### [Your goal]
Your answer should consist of all lines in the listing that hold the word "sleeve".

● ● ● ●

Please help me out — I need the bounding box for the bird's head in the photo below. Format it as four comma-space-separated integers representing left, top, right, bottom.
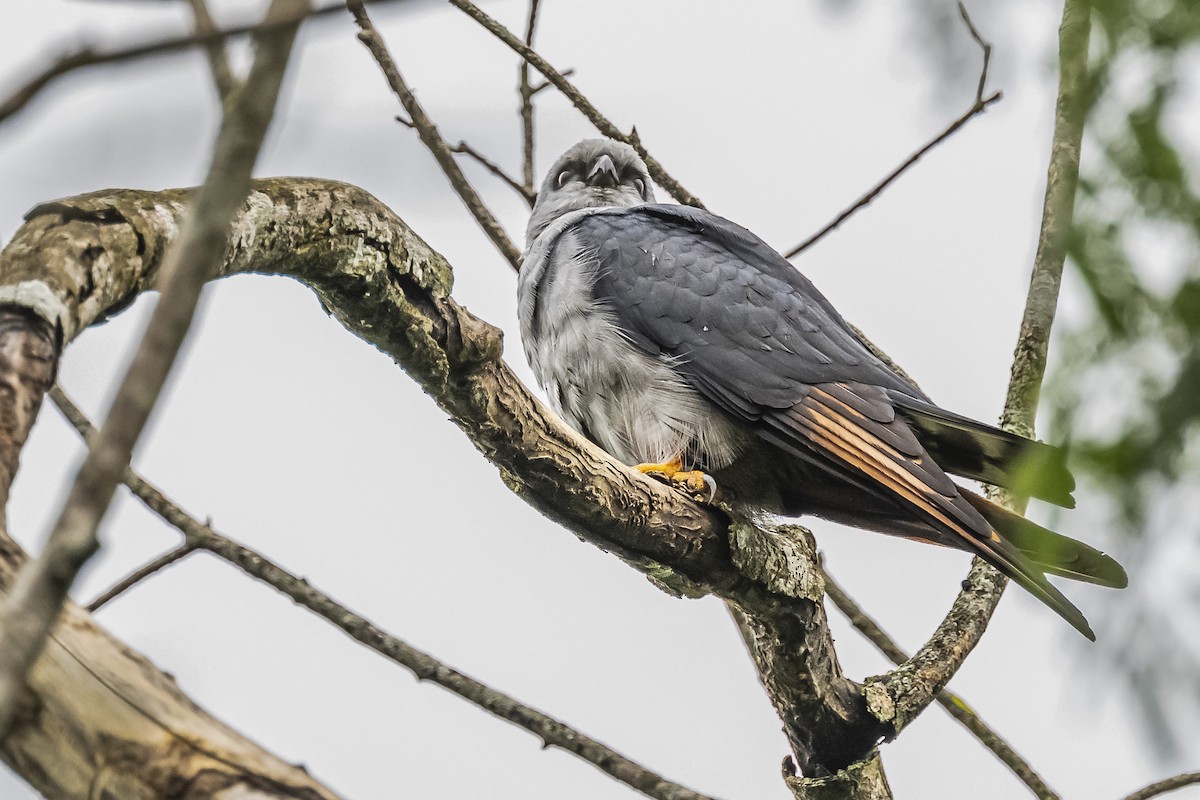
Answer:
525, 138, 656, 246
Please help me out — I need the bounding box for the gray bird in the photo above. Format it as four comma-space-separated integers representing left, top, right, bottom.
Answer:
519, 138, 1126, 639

● ● ● ●

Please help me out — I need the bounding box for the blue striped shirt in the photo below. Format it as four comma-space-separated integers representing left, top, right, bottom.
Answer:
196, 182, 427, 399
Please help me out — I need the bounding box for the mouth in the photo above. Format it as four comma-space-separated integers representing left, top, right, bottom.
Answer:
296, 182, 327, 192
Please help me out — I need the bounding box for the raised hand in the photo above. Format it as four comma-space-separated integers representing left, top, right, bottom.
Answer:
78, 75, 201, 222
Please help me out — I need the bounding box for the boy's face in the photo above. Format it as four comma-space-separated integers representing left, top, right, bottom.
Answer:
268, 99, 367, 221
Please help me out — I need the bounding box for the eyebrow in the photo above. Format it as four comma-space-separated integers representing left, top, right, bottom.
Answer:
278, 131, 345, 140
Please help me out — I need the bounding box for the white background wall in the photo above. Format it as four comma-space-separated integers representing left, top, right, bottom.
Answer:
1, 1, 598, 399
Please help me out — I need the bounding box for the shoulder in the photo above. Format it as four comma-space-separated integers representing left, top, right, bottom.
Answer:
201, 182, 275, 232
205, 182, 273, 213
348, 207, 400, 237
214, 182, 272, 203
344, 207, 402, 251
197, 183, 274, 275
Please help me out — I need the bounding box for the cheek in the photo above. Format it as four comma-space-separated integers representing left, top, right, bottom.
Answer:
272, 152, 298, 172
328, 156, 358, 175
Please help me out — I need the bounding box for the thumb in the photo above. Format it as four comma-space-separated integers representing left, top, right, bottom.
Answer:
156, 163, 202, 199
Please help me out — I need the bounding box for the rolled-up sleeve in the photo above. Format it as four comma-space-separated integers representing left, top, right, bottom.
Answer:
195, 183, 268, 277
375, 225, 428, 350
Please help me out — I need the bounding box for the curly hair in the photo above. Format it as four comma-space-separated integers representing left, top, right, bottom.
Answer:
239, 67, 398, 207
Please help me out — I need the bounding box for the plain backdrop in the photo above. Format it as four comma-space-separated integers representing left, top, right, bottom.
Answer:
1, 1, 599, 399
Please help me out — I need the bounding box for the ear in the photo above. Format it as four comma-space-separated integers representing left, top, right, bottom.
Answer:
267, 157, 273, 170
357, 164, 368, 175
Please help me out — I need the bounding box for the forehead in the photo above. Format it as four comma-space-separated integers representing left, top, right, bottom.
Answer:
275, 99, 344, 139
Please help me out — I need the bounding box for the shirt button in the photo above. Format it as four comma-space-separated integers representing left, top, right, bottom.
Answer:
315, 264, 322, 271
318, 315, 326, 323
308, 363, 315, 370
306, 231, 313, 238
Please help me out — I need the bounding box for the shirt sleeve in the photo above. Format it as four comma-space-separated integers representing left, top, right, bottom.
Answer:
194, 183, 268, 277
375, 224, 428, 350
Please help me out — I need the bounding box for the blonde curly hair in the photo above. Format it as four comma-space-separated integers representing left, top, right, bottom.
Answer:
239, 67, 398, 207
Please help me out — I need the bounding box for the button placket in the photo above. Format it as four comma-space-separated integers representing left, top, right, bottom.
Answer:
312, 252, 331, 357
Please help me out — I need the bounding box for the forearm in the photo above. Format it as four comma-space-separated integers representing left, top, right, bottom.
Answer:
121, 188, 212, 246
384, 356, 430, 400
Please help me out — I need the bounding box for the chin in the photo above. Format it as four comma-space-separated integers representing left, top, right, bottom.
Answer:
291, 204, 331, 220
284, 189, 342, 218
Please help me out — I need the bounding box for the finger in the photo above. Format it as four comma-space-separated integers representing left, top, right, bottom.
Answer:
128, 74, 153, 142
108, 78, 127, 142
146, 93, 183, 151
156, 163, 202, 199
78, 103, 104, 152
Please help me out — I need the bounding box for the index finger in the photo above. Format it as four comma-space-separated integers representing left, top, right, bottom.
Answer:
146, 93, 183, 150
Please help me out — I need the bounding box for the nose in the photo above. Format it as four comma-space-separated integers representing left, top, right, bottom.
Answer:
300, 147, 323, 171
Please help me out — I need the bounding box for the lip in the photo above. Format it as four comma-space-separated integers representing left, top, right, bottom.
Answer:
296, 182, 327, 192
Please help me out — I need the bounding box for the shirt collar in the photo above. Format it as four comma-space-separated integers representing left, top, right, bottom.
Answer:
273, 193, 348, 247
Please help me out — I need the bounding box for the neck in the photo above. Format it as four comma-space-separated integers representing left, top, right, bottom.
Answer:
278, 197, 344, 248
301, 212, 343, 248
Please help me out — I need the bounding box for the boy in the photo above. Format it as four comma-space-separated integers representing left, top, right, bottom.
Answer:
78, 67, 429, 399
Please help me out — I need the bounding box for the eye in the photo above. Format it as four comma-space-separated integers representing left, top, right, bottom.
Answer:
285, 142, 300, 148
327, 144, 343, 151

● ● ● ●

### [Response area]
Please help me out — I need the bounding box for the rolled-up sleeve in the photo above. Format it as four comma-space-separated integers representing left, top, right, bottom.
Please help me out — I need the bounding box for the shirt sleeve in the photo above. Format it as four comma-space-separated integers representing left, top, right, bottom.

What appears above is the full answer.